AIM OF THE EXERCISE ▸ Shift every bounding-box coordinate in the answers up by 125, leaving the request text unchanged. Reproduce all the items, requests included, from the start of the items up to and including the line with "7;287;55;336".

DATASET EXTRACT ▸
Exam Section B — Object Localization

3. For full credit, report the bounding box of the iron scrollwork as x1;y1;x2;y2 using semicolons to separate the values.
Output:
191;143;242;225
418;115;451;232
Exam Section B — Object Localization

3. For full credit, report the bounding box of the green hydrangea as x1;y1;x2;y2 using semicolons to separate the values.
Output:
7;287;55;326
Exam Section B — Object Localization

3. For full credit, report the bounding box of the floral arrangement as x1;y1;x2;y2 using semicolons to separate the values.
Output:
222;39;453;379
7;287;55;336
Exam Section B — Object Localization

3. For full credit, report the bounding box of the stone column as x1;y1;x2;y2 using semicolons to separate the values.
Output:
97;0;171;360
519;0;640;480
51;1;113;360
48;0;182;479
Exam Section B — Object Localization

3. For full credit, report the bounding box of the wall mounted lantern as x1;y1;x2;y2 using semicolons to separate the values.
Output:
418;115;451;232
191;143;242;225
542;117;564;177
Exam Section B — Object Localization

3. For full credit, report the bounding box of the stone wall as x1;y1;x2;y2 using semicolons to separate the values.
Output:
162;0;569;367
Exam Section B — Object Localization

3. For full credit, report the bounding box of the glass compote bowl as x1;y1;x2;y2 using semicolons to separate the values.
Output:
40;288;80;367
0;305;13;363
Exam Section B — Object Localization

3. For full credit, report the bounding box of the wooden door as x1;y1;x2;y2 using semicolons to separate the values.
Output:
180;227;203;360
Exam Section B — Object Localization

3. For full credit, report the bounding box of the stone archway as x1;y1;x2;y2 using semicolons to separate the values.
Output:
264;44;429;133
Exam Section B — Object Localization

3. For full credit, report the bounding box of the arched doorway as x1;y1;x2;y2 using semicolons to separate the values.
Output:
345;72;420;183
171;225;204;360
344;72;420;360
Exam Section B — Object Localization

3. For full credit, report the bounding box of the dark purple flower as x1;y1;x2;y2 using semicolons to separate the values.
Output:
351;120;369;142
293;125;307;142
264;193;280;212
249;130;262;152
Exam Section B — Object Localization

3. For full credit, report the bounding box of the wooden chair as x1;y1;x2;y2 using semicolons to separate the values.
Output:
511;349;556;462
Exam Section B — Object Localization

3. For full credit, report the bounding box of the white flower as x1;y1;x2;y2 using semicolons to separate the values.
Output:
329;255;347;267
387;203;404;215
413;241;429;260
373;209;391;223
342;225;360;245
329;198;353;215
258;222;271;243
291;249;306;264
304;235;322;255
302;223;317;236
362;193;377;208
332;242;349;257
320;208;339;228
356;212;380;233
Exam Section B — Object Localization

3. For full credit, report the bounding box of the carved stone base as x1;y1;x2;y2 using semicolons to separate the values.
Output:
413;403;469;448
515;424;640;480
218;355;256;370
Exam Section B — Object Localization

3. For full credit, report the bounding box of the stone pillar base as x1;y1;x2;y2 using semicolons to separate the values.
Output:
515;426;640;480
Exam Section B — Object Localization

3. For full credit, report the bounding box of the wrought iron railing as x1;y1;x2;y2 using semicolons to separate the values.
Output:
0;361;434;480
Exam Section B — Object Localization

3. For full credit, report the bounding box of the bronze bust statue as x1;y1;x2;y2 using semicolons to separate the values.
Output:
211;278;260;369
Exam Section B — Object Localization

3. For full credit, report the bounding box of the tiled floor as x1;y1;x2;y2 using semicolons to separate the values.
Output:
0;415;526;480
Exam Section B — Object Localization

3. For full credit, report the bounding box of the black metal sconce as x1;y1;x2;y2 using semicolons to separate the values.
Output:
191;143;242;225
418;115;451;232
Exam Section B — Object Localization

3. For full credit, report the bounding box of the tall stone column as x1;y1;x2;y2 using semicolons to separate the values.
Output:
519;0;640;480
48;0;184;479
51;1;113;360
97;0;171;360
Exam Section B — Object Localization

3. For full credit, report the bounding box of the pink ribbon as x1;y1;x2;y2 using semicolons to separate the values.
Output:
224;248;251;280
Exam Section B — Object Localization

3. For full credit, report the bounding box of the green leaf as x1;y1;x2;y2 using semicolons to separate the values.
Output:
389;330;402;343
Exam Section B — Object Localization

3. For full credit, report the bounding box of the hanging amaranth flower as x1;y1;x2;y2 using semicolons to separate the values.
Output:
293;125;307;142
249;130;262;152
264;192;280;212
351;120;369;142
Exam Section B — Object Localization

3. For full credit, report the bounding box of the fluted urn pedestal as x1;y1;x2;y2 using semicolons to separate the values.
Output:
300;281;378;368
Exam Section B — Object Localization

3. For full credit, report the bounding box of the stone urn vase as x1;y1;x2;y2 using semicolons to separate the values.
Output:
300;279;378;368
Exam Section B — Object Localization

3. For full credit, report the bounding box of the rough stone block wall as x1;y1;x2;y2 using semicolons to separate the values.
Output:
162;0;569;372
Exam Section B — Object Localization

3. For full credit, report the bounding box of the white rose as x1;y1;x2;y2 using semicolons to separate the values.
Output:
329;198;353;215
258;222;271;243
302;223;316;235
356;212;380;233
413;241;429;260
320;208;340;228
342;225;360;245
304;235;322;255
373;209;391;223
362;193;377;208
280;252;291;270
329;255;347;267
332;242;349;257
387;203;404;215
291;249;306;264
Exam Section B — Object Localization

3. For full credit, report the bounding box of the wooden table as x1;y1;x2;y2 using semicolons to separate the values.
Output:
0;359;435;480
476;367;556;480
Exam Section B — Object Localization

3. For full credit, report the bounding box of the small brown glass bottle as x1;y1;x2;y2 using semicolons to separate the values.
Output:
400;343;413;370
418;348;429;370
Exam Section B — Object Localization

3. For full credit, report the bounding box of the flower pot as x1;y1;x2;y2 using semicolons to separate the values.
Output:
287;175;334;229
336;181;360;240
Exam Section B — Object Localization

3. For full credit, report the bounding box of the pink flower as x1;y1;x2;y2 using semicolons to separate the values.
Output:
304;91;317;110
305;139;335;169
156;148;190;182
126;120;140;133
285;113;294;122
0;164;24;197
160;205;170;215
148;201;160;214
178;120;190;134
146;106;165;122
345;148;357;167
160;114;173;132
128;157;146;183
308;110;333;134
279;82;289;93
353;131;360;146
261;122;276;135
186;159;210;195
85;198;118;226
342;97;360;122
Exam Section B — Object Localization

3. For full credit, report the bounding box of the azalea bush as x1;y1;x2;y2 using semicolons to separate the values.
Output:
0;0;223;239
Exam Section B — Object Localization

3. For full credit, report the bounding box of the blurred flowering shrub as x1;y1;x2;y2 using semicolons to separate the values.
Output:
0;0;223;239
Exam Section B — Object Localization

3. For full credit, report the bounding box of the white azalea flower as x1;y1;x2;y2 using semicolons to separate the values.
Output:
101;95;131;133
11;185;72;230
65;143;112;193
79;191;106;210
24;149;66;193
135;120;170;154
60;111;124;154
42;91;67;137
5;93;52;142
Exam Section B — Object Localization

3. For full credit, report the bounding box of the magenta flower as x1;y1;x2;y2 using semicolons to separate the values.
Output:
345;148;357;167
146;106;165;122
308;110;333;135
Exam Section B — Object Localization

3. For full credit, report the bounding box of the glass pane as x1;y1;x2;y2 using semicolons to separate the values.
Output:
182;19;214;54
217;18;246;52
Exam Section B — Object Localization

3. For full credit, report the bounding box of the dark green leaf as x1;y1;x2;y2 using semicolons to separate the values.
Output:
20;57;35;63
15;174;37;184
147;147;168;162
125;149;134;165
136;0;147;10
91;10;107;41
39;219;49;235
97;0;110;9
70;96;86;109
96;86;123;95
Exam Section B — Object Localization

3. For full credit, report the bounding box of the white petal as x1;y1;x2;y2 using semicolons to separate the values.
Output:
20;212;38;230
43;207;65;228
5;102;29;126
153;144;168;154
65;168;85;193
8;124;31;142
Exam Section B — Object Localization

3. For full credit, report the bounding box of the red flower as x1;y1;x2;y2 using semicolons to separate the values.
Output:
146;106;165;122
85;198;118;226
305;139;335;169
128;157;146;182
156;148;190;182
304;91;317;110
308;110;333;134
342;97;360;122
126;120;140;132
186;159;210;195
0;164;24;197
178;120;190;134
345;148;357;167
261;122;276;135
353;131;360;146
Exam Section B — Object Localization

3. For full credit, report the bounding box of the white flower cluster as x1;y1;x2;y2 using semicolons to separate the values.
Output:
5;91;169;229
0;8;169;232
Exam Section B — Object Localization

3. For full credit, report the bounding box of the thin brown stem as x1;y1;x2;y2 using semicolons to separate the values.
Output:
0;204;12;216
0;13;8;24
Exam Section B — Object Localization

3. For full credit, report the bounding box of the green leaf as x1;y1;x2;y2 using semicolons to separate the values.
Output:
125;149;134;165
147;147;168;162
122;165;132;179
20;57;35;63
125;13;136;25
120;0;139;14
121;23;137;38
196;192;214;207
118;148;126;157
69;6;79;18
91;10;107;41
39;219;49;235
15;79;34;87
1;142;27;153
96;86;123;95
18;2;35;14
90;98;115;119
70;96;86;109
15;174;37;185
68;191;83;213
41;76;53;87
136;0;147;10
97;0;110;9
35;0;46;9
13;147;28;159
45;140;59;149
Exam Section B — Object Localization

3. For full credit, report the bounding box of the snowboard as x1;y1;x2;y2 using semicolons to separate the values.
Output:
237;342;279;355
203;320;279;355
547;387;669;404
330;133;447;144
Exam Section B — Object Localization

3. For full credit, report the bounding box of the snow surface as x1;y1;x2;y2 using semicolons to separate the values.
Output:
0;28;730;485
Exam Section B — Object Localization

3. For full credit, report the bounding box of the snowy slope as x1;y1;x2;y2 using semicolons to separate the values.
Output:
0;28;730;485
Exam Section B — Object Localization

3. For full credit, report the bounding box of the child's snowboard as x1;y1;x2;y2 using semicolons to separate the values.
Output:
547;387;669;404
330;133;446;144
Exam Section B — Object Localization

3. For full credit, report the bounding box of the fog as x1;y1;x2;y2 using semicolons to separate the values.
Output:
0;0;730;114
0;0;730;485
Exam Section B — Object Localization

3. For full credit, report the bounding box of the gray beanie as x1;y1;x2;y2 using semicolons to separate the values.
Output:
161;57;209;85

SOLVED PROBLEM ▸
Exam Section B — Object Localization

3. For full credit, report the bounding box of the iron scrollwork as x1;y1;x2;y2 using semicolons to separate the values.
Output:
316;268;367;350
543;240;576;357
Exam Section B — Object Localization

3. For full credit, report the bounding box of the green hydrangea as x1;y1;x2;y2 using semicolons to separate the values.
Output:
132;412;180;451
Exam Section B — Object Localization

3. For full credit, report the bounding box of the floral arrangement as x1;y1;x2;y2 using semicolons to separate the values.
Output:
347;164;578;504
132;412;180;461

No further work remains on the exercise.